Given request: Can you quote exactly the stretch of lines from the one with "Could you please tag every instance of the green grass" through the final line of the material, both ends included?

[Object point labels]
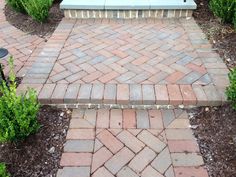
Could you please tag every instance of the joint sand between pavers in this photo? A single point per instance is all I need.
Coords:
(130, 142)
(127, 62)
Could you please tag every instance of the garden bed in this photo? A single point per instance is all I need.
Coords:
(28, 25)
(38, 155)
(214, 127)
(215, 131)
(222, 36)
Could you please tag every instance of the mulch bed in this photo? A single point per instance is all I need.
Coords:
(222, 36)
(215, 130)
(215, 127)
(39, 155)
(27, 25)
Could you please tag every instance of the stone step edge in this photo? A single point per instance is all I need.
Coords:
(127, 94)
(127, 14)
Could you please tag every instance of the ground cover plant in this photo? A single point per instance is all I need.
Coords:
(27, 149)
(16, 5)
(18, 113)
(37, 9)
(231, 90)
(224, 9)
(212, 125)
(3, 170)
(27, 24)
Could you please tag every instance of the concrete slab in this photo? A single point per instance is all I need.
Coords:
(83, 4)
(127, 4)
(172, 4)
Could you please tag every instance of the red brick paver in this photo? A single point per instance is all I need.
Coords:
(116, 62)
(127, 151)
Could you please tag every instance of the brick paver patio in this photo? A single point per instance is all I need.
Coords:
(129, 142)
(24, 47)
(129, 62)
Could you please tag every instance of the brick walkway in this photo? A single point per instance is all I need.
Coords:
(129, 142)
(24, 47)
(129, 62)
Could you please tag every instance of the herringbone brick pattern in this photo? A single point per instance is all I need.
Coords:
(130, 52)
(23, 47)
(129, 142)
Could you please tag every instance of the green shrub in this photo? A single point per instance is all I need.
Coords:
(231, 89)
(234, 20)
(224, 9)
(3, 170)
(38, 9)
(17, 5)
(18, 113)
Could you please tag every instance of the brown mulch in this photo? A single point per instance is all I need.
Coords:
(215, 127)
(27, 25)
(39, 155)
(215, 130)
(222, 36)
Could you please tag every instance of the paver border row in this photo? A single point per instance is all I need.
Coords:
(123, 94)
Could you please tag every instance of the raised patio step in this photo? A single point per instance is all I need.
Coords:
(127, 95)
(128, 9)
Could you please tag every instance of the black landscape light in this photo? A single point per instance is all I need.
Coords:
(3, 53)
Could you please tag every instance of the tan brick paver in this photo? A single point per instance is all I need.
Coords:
(132, 152)
(164, 61)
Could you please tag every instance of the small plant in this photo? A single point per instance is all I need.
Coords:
(224, 9)
(234, 21)
(18, 113)
(16, 5)
(231, 89)
(38, 9)
(3, 170)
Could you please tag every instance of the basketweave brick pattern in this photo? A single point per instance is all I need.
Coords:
(130, 142)
(142, 61)
(23, 47)
(123, 53)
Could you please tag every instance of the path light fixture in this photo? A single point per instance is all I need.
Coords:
(3, 53)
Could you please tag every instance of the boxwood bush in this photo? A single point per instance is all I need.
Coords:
(231, 89)
(16, 5)
(18, 113)
(3, 170)
(224, 9)
(38, 9)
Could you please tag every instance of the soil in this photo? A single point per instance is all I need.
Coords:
(215, 130)
(222, 36)
(28, 25)
(215, 127)
(39, 155)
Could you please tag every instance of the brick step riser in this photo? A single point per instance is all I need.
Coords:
(127, 14)
(118, 106)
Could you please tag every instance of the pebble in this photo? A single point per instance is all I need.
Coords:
(51, 150)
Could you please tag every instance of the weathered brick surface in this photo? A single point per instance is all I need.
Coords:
(138, 66)
(122, 151)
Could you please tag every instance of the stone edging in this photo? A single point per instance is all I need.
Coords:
(127, 14)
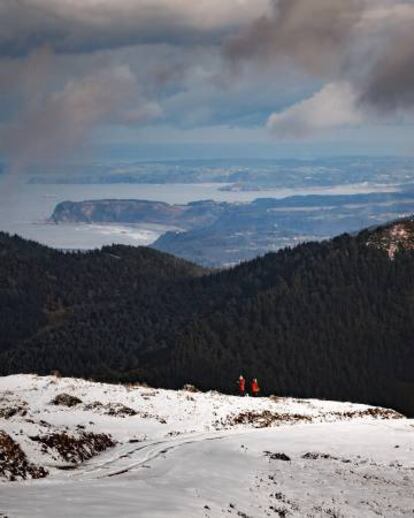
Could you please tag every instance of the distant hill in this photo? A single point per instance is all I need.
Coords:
(329, 320)
(217, 234)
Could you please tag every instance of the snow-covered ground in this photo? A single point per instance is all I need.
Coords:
(185, 454)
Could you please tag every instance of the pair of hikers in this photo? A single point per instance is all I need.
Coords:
(254, 386)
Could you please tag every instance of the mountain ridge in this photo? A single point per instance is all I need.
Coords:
(330, 320)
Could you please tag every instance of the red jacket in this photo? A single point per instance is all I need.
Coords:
(255, 387)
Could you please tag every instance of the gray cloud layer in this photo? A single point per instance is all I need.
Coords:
(87, 25)
(198, 62)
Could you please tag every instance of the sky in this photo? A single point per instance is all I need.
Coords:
(147, 79)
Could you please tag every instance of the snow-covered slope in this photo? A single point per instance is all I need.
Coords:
(183, 453)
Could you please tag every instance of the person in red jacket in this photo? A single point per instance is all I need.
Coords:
(241, 383)
(255, 387)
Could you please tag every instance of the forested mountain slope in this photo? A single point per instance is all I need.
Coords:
(330, 320)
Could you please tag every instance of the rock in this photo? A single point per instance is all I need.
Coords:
(66, 400)
(14, 464)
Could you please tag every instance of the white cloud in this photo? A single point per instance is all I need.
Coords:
(333, 106)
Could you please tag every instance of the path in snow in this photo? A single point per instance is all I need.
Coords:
(354, 468)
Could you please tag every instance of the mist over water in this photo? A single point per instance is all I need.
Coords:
(25, 208)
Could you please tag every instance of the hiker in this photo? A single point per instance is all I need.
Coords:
(241, 382)
(255, 387)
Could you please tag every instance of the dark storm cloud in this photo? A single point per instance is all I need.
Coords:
(311, 33)
(389, 85)
(84, 26)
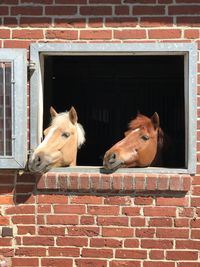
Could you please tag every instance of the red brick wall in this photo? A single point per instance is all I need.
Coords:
(86, 220)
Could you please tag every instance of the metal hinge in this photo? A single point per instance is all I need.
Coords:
(32, 66)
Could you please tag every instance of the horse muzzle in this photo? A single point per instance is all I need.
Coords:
(37, 163)
(112, 162)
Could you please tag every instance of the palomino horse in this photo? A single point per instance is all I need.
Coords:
(140, 146)
(62, 139)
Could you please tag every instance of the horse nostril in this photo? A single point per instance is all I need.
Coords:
(112, 158)
(38, 160)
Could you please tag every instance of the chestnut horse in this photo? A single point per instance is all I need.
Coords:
(139, 147)
(62, 139)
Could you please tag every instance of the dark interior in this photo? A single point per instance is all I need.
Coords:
(108, 91)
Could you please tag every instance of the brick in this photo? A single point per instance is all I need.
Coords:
(4, 11)
(124, 263)
(195, 234)
(143, 200)
(157, 244)
(88, 220)
(84, 182)
(191, 34)
(90, 262)
(70, 23)
(159, 211)
(83, 231)
(103, 210)
(38, 240)
(69, 209)
(184, 10)
(131, 211)
(131, 243)
(24, 219)
(96, 10)
(95, 34)
(52, 199)
(117, 232)
(22, 209)
(69, 2)
(145, 232)
(64, 262)
(122, 10)
(117, 182)
(25, 262)
(156, 254)
(4, 220)
(31, 252)
(26, 230)
(27, 34)
(191, 21)
(6, 200)
(64, 252)
(188, 244)
(164, 34)
(44, 209)
(45, 230)
(172, 201)
(72, 241)
(97, 253)
(156, 22)
(181, 222)
(87, 200)
(148, 10)
(138, 221)
(60, 10)
(151, 182)
(117, 200)
(68, 35)
(129, 34)
(182, 255)
(104, 242)
(26, 10)
(172, 233)
(116, 22)
(158, 264)
(160, 222)
(62, 219)
(121, 221)
(131, 254)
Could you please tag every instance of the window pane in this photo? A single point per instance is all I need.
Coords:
(5, 109)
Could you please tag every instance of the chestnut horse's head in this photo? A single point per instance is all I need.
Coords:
(62, 139)
(139, 146)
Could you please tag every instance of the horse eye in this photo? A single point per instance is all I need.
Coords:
(65, 135)
(145, 137)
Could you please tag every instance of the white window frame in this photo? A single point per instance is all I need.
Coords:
(17, 58)
(188, 50)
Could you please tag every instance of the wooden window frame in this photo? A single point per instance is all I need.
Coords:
(17, 58)
(189, 51)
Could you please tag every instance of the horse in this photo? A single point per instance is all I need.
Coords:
(63, 138)
(141, 146)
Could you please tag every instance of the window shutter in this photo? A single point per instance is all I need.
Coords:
(13, 108)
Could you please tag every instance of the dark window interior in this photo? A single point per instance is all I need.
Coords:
(108, 91)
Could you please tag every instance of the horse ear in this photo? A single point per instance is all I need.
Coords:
(53, 112)
(155, 120)
(73, 115)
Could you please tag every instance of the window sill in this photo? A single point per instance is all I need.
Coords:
(88, 180)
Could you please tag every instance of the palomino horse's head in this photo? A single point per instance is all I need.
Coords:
(139, 146)
(62, 139)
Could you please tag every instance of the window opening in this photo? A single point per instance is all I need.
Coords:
(6, 109)
(108, 84)
(108, 91)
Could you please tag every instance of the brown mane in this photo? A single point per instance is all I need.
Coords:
(142, 145)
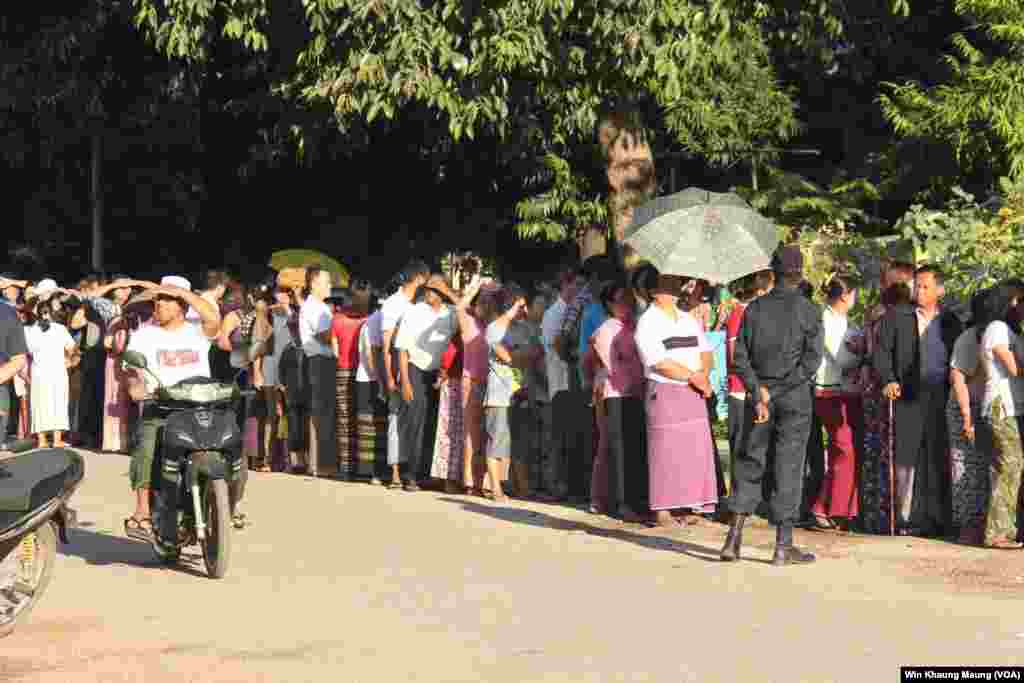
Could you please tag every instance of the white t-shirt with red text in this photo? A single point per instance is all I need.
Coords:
(172, 355)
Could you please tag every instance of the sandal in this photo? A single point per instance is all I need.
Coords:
(629, 516)
(823, 522)
(134, 528)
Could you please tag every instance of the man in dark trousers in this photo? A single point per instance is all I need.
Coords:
(912, 359)
(776, 356)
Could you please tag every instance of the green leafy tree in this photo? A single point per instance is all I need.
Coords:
(551, 63)
(978, 109)
(976, 244)
(799, 204)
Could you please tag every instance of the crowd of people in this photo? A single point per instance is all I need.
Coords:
(601, 387)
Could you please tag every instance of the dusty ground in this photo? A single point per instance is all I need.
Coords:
(345, 582)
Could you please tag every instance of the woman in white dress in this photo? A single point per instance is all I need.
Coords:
(52, 351)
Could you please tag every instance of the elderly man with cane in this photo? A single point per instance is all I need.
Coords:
(776, 356)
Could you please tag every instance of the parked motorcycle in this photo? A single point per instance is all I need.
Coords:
(35, 487)
(200, 463)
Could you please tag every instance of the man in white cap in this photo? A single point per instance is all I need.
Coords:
(175, 349)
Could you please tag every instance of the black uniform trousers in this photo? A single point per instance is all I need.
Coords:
(787, 429)
(417, 424)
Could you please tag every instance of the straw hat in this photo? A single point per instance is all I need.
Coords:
(440, 286)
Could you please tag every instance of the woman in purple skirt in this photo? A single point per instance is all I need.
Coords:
(677, 357)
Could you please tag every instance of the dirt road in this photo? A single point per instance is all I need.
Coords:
(346, 582)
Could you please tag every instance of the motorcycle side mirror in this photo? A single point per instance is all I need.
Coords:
(134, 359)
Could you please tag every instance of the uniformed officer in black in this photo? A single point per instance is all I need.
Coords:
(777, 353)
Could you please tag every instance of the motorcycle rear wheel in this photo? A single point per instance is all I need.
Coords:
(217, 517)
(35, 577)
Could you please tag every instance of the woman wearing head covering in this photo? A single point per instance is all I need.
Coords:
(1001, 406)
(676, 358)
(120, 411)
(620, 480)
(349, 316)
(839, 407)
(52, 351)
(873, 483)
(969, 475)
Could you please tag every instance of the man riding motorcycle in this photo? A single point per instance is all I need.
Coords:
(175, 348)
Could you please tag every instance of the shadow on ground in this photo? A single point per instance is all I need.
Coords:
(535, 518)
(107, 550)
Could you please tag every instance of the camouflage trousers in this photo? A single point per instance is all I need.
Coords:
(1000, 437)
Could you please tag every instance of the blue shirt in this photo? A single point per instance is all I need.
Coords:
(594, 316)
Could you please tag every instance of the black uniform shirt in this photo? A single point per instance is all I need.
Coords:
(780, 343)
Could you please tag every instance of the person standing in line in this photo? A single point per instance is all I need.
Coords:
(875, 473)
(53, 351)
(509, 352)
(777, 354)
(839, 407)
(92, 318)
(623, 483)
(314, 333)
(557, 453)
(970, 482)
(411, 279)
(426, 330)
(1001, 361)
(740, 412)
(473, 313)
(10, 290)
(676, 357)
(213, 288)
(371, 410)
(912, 359)
(349, 317)
(120, 412)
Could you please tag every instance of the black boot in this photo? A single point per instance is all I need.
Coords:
(730, 551)
(785, 552)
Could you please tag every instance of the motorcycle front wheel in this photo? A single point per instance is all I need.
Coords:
(217, 517)
(26, 568)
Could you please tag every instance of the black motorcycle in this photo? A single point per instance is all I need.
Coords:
(34, 492)
(199, 457)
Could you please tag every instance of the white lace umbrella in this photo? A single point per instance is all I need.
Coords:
(696, 233)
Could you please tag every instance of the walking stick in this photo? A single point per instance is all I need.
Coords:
(892, 469)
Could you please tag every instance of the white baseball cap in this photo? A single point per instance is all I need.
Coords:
(45, 286)
(176, 281)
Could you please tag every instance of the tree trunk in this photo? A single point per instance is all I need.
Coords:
(97, 201)
(630, 172)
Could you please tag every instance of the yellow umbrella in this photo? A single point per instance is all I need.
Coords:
(303, 258)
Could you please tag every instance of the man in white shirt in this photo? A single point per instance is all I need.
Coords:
(413, 276)
(175, 349)
(314, 335)
(556, 453)
(426, 330)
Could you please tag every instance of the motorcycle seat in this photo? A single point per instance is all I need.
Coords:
(31, 479)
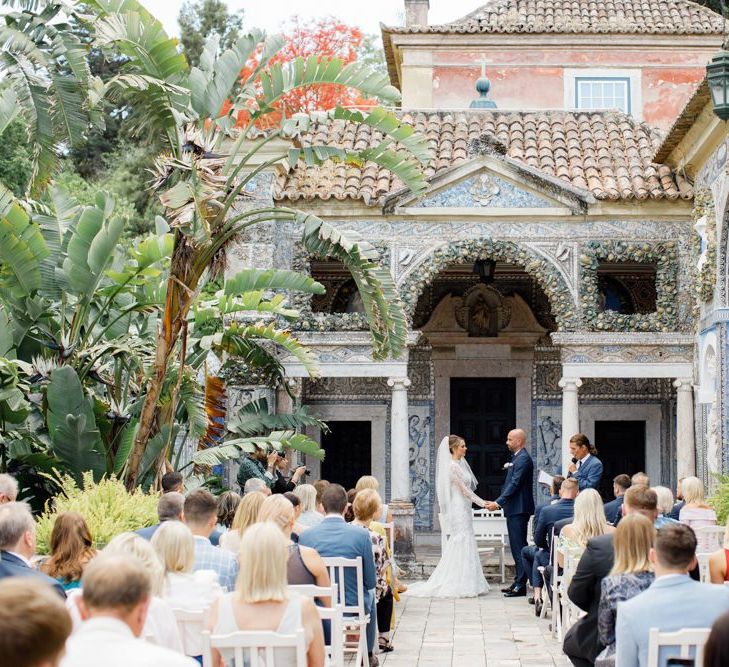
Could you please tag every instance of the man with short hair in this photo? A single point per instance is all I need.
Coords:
(114, 601)
(201, 515)
(673, 601)
(17, 545)
(586, 468)
(173, 482)
(613, 509)
(34, 622)
(170, 507)
(8, 489)
(581, 643)
(334, 537)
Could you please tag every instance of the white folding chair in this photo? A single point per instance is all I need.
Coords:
(355, 618)
(491, 535)
(259, 648)
(333, 614)
(686, 641)
(190, 622)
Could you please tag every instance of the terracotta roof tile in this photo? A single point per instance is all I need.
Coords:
(605, 152)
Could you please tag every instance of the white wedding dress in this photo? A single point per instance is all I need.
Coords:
(458, 573)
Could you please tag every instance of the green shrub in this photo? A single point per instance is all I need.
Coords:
(107, 507)
(719, 499)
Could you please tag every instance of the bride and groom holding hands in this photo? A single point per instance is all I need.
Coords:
(459, 572)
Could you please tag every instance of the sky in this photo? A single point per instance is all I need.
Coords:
(367, 15)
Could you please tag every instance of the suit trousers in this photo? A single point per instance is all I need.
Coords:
(516, 526)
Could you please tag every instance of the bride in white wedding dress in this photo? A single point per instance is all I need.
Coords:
(458, 573)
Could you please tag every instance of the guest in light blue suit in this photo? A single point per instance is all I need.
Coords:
(333, 537)
(673, 602)
(586, 467)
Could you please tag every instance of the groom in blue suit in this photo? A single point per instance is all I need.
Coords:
(517, 501)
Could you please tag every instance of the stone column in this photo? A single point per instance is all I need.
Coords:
(570, 416)
(685, 447)
(403, 512)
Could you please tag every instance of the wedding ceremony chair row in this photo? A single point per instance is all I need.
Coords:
(355, 618)
(255, 649)
(491, 535)
(689, 642)
(333, 614)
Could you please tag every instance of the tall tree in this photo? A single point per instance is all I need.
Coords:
(199, 19)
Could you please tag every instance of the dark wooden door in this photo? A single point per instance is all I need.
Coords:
(348, 449)
(621, 448)
(483, 411)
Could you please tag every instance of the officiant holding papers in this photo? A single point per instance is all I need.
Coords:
(517, 501)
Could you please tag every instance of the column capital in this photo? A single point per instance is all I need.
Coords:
(570, 384)
(400, 384)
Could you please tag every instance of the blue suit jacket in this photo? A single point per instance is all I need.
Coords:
(548, 516)
(589, 474)
(671, 603)
(516, 494)
(334, 537)
(612, 509)
(12, 566)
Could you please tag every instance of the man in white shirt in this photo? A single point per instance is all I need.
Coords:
(114, 603)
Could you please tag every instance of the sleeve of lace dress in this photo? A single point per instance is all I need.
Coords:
(457, 481)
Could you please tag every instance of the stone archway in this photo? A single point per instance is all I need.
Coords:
(546, 274)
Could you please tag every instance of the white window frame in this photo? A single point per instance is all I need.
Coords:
(571, 76)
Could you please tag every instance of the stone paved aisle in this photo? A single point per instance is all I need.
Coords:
(486, 632)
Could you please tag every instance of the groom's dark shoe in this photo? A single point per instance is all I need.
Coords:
(516, 592)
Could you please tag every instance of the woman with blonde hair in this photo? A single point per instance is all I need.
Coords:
(632, 573)
(304, 564)
(696, 513)
(160, 625)
(589, 520)
(310, 516)
(262, 602)
(71, 549)
(245, 515)
(183, 588)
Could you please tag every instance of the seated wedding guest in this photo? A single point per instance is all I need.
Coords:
(581, 643)
(160, 624)
(116, 593)
(536, 555)
(304, 565)
(71, 549)
(34, 622)
(716, 649)
(370, 482)
(245, 515)
(170, 507)
(679, 500)
(334, 537)
(665, 506)
(227, 505)
(183, 588)
(17, 544)
(719, 561)
(632, 573)
(255, 485)
(586, 468)
(262, 602)
(8, 489)
(621, 484)
(173, 481)
(306, 493)
(673, 602)
(696, 513)
(201, 515)
(640, 478)
(367, 508)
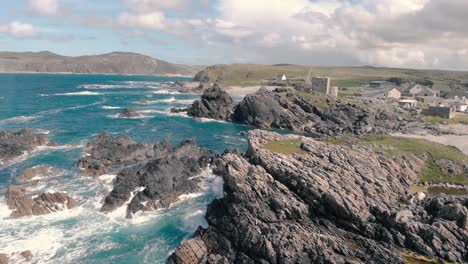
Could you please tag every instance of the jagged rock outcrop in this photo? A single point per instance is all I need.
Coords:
(129, 113)
(25, 204)
(36, 173)
(325, 204)
(107, 154)
(158, 182)
(4, 259)
(215, 103)
(201, 76)
(266, 109)
(13, 144)
(319, 116)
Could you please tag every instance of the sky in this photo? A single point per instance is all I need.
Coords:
(429, 34)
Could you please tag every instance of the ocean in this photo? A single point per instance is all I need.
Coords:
(73, 109)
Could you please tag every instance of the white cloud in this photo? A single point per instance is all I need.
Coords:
(153, 21)
(144, 6)
(44, 7)
(18, 29)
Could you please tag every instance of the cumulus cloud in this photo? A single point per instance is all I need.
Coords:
(397, 33)
(18, 29)
(44, 7)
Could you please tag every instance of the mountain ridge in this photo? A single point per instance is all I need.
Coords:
(108, 63)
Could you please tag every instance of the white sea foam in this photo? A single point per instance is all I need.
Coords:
(18, 119)
(116, 116)
(42, 131)
(23, 119)
(165, 92)
(78, 93)
(107, 107)
(122, 85)
(209, 120)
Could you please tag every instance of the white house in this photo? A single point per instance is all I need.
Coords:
(408, 103)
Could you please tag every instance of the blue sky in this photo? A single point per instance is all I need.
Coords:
(395, 33)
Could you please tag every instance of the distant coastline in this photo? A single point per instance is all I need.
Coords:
(97, 73)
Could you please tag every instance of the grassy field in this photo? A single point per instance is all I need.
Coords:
(256, 74)
(287, 147)
(459, 119)
(411, 258)
(394, 146)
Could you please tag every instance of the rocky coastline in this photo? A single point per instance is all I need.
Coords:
(14, 144)
(325, 203)
(308, 113)
(149, 176)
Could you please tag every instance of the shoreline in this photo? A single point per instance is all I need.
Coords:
(458, 140)
(78, 73)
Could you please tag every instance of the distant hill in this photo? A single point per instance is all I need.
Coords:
(258, 74)
(109, 63)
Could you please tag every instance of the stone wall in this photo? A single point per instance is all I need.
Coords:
(444, 112)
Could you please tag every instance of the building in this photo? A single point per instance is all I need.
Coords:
(408, 103)
(381, 84)
(428, 92)
(391, 93)
(432, 101)
(320, 84)
(440, 111)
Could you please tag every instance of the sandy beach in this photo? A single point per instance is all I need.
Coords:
(460, 140)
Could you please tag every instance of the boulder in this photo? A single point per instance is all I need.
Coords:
(4, 259)
(324, 203)
(24, 204)
(190, 251)
(17, 143)
(160, 179)
(37, 172)
(27, 255)
(215, 103)
(107, 154)
(129, 113)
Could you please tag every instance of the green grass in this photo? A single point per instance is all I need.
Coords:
(256, 74)
(395, 146)
(411, 258)
(438, 189)
(287, 147)
(459, 119)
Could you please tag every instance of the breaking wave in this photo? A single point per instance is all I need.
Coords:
(79, 93)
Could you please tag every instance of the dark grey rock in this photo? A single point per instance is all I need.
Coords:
(157, 181)
(14, 144)
(4, 259)
(129, 113)
(106, 154)
(331, 204)
(215, 103)
(24, 204)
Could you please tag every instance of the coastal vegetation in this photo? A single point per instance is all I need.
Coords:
(429, 151)
(257, 74)
(411, 258)
(286, 147)
(459, 119)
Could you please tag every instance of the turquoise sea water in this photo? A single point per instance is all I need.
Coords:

Correct result:
Could you please tag every instance of the green grass in this photo? A single point per instance is all I need.
Coords:
(256, 74)
(395, 146)
(411, 258)
(438, 189)
(287, 147)
(459, 119)
Could you please tag every instance of the breaking wave in this photo? A single point per instance is all I need.
Coords:
(79, 93)
Could you please tag every instance of the dark grey rock in this photo? A single point per instance is all I need.
Coords:
(157, 181)
(14, 144)
(4, 259)
(129, 113)
(106, 154)
(331, 204)
(215, 103)
(24, 204)
Could you please tag every instance of the coastal vegetation in this photo? A single point per instance is all I need.
Coords:
(429, 151)
(257, 74)
(411, 258)
(286, 147)
(459, 119)
Could you please tag every instance of the turquoise sea water in this photo? A single point per instance is all I need.
Coords:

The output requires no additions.